EXTRAHIERTER TEXT »
Zeitzeugen

 
Olga Marti-Schenk

Ich bin am 23. Januar 1926 in Studen geboren. Von den neun Kindern bin ich die drittälteste. Mein Vater war Wagner von Beruf. In der Freizeit machte er Musik und hat sogar eine eigene Kapelle dafür gegründet. Meine Mutter war für uns Kinder da. Sie hatte es aber nicht leicht. Unser Haus war viel zu klein für soviele Kinder, so mussten die älteren von zu Hause weg!

Drei Jahre ging ich in Studen zur Schule. Wir wurden gehänselt und ausgelacht, ja sogar beschimpft. Mein Vater war ein Frauenheld und meiner Mutter untreu! So waren wir in den Augen der Dorfleute nur die “Schenkböcke”.

Mit zehn Jahren musste ich das Elternhaus verlassen. In Kappelen kam ich in eine Bauernfamilie, wo ich hart arbeiten musste! Drei Jahre verbrachte ich dort bei der Familie Marti. Ein Jahr durfte ich danach wieder zu meiner Familie zurück. Auch dort gab es viel zu helfen. In Merzligen bin ich zu einer weiteren Bauernfamilie gekommen. Nach der Schule musste ich dort wie eine Magd arbeiten, zum Spielen war keine Zeit.

ZU ERLEDIGEN »
1 – Welchen Beruf hatte der Vater laut dem Zeitzeugenbericht?
2 – Geben Sie den Abschnitt des Zeitzeugenberichts wörtlich wieder, der mit den Worten „Ich bin am 23.“ beginnt und mit „zu Hause weg!“ endet.

ZEILENAUSZÜGE »

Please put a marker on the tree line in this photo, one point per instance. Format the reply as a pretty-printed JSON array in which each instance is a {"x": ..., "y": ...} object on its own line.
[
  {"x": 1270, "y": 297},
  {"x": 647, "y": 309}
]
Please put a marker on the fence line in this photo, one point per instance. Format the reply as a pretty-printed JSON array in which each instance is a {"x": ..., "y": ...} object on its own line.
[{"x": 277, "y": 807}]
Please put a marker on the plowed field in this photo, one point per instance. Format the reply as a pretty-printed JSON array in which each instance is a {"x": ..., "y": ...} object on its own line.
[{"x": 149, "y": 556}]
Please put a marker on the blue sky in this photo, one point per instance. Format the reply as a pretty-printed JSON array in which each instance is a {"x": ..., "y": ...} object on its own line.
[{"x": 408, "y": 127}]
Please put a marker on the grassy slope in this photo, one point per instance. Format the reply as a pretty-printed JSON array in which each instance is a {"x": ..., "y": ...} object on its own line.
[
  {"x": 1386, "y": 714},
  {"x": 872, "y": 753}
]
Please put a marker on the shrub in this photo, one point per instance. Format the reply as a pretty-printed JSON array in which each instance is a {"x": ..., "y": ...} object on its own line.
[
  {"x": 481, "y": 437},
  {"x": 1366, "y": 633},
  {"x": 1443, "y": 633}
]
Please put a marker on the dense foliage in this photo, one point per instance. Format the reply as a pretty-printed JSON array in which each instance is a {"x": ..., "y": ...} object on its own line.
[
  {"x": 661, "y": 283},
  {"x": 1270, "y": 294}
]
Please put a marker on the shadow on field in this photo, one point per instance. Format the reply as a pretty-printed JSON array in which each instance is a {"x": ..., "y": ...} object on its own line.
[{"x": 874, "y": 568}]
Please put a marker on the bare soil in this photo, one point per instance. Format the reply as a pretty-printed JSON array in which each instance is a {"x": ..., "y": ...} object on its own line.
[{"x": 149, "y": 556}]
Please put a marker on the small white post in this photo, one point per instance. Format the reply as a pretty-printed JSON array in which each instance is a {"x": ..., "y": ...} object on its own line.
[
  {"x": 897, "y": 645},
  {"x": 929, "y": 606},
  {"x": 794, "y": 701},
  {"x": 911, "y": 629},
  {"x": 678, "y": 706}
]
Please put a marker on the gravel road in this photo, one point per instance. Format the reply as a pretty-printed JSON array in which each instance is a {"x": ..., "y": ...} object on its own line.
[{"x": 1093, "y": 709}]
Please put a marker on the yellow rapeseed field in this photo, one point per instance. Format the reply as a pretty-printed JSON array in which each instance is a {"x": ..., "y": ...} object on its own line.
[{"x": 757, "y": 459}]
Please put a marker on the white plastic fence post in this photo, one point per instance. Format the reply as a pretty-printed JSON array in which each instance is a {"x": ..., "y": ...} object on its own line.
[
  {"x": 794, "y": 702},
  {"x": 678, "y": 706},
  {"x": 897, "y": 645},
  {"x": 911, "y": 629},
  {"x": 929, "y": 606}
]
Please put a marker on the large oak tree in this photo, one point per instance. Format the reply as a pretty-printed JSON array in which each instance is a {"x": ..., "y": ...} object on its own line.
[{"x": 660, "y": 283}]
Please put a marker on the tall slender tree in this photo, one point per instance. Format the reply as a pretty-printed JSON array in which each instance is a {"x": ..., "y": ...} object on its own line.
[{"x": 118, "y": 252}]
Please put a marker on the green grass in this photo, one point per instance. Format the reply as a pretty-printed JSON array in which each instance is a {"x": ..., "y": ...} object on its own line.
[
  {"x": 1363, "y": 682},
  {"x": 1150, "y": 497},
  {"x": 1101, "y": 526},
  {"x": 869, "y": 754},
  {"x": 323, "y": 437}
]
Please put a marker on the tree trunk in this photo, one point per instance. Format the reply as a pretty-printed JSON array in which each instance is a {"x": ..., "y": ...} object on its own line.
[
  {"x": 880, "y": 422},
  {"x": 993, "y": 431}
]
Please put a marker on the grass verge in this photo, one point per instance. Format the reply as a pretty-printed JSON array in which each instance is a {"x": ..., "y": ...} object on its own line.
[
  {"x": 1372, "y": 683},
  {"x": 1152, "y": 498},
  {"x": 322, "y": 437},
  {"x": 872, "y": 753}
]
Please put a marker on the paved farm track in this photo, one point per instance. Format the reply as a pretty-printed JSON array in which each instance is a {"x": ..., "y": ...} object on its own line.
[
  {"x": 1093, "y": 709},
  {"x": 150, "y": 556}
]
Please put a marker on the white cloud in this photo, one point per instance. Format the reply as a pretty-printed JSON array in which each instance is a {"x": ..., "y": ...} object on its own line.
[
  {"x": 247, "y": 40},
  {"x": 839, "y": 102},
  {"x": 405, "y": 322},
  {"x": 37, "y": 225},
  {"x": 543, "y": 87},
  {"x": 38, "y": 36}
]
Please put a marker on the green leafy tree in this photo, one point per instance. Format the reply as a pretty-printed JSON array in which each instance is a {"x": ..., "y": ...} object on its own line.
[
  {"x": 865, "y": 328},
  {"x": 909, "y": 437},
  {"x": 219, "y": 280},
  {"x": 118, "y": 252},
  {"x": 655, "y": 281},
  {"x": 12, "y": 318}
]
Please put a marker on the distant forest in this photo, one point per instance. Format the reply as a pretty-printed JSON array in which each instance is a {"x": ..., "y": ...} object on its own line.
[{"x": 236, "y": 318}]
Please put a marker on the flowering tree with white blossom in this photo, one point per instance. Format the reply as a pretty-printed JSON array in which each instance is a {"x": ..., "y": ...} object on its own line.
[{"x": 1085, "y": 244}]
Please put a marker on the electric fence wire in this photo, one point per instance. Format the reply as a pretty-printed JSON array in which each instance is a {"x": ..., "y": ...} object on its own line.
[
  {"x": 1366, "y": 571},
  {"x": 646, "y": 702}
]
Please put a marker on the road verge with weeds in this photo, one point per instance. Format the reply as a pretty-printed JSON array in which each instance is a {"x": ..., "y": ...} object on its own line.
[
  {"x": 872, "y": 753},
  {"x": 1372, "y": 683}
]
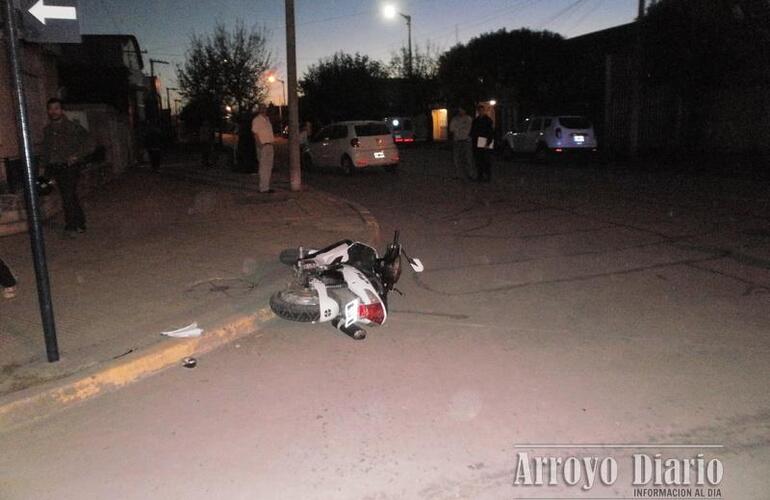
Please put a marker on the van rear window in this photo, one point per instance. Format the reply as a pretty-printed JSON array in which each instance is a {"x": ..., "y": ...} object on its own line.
[
  {"x": 574, "y": 122},
  {"x": 371, "y": 129}
]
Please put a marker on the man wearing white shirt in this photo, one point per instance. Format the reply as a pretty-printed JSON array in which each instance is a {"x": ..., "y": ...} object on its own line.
[{"x": 263, "y": 136}]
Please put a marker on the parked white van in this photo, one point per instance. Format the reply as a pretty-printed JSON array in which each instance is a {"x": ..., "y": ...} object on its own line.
[
  {"x": 542, "y": 135},
  {"x": 352, "y": 145}
]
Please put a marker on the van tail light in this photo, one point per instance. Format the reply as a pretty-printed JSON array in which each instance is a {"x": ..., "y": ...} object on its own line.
[{"x": 372, "y": 312}]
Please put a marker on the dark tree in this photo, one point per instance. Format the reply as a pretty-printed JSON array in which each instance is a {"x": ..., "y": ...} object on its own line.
[
  {"x": 523, "y": 65},
  {"x": 344, "y": 87},
  {"x": 226, "y": 68}
]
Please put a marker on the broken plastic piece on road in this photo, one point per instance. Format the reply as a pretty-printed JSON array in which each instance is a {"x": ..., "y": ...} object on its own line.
[{"x": 191, "y": 330}]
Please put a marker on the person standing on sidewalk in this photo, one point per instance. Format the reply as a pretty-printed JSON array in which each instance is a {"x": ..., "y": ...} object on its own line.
[
  {"x": 482, "y": 135},
  {"x": 462, "y": 153},
  {"x": 65, "y": 147},
  {"x": 264, "y": 137},
  {"x": 7, "y": 281}
]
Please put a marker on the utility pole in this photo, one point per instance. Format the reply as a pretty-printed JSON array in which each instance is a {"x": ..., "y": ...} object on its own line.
[
  {"x": 153, "y": 62},
  {"x": 34, "y": 217},
  {"x": 159, "y": 104},
  {"x": 295, "y": 173},
  {"x": 636, "y": 85},
  {"x": 409, "y": 35}
]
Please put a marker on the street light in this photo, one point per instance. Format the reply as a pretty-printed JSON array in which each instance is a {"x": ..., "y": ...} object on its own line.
[
  {"x": 273, "y": 79},
  {"x": 168, "y": 97},
  {"x": 390, "y": 11}
]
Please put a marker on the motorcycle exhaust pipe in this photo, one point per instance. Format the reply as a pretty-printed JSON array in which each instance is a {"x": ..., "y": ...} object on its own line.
[{"x": 354, "y": 331}]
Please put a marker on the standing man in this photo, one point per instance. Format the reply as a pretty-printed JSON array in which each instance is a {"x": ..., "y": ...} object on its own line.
[
  {"x": 7, "y": 281},
  {"x": 460, "y": 128},
  {"x": 65, "y": 147},
  {"x": 482, "y": 135},
  {"x": 263, "y": 136}
]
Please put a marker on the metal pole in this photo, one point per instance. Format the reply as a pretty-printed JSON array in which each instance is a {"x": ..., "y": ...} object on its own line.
[
  {"x": 34, "y": 218},
  {"x": 636, "y": 90},
  {"x": 409, "y": 36},
  {"x": 295, "y": 174}
]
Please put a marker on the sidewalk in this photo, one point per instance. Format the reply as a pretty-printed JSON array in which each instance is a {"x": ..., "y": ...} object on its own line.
[{"x": 162, "y": 251}]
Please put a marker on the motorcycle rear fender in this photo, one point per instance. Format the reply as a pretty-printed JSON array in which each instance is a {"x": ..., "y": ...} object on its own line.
[{"x": 362, "y": 288}]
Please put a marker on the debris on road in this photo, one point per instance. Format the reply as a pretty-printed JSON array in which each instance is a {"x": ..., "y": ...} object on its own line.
[{"x": 188, "y": 331}]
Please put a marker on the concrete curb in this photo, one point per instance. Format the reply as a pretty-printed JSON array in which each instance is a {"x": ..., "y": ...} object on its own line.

LÖSUNGEN »
1 – Er war Wagner.

2 –
Ich bin am 23. Januar 1926 in Studen geboren. Von den neun Kindern bin ich die drittälteste. Mein Vater war Wagner von Beruf. In der Freizeit machte er Musik und hat sogar eine eigene Kapelle dafür gegründet. Meine Mutter war für uns Kinder da. Sie hatte es aber nicht leicht. Unser Haus war viel zu klein für soviele Kinder, so mussten die älteren von zu Hause weg!